Photo-based referring expression data
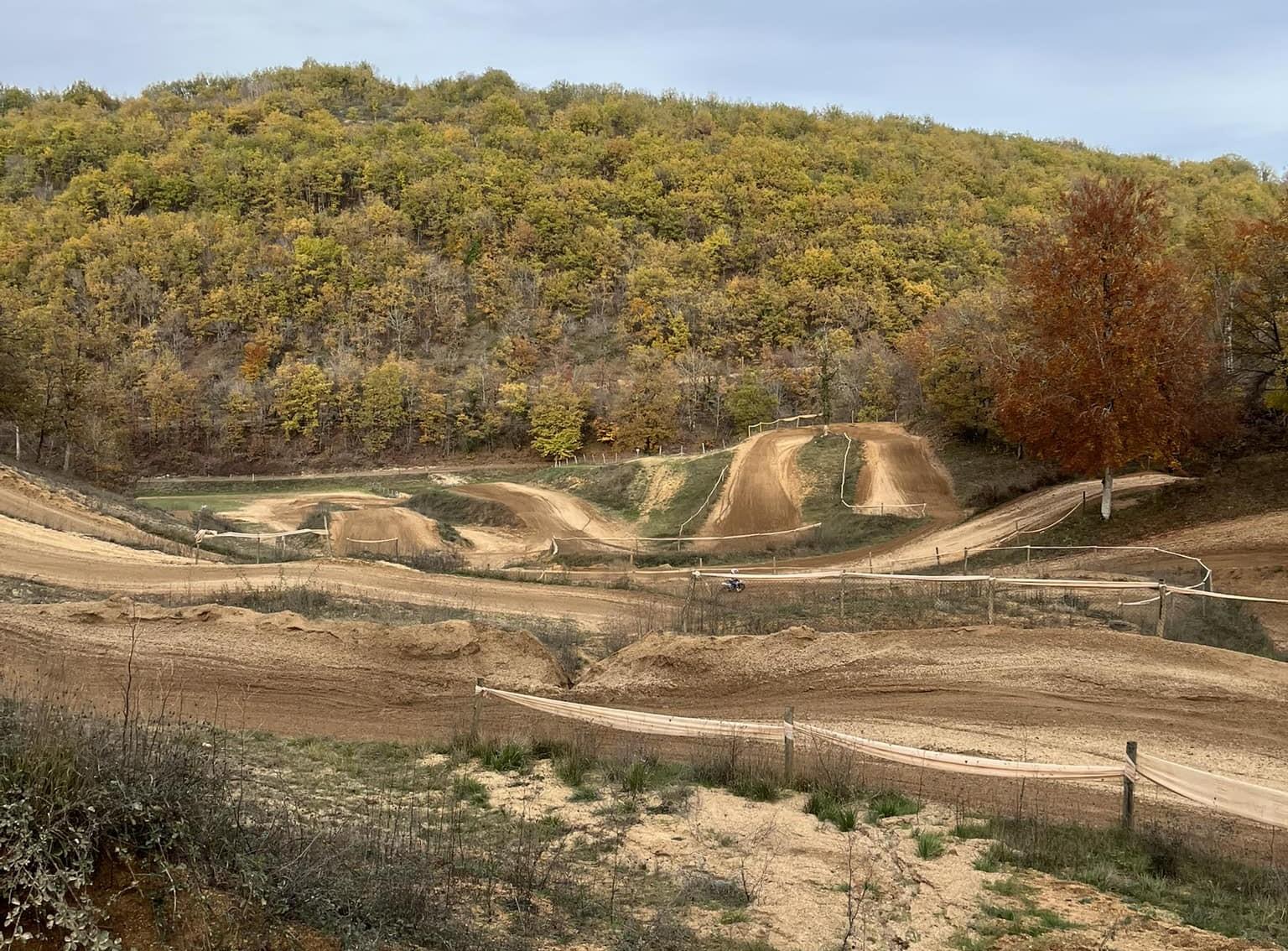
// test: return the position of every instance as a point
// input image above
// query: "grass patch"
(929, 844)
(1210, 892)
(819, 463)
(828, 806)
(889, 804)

◆ EXERCISE DIRECTIONS ◆
In your copy, omit the pictures and restate every line of the data word for word.

◆ RESULT OF THIS TASK ◆
// test: return the position of every instance as a point
// input image above
// query: "grass patch"
(929, 844)
(1210, 892)
(819, 463)
(828, 806)
(889, 804)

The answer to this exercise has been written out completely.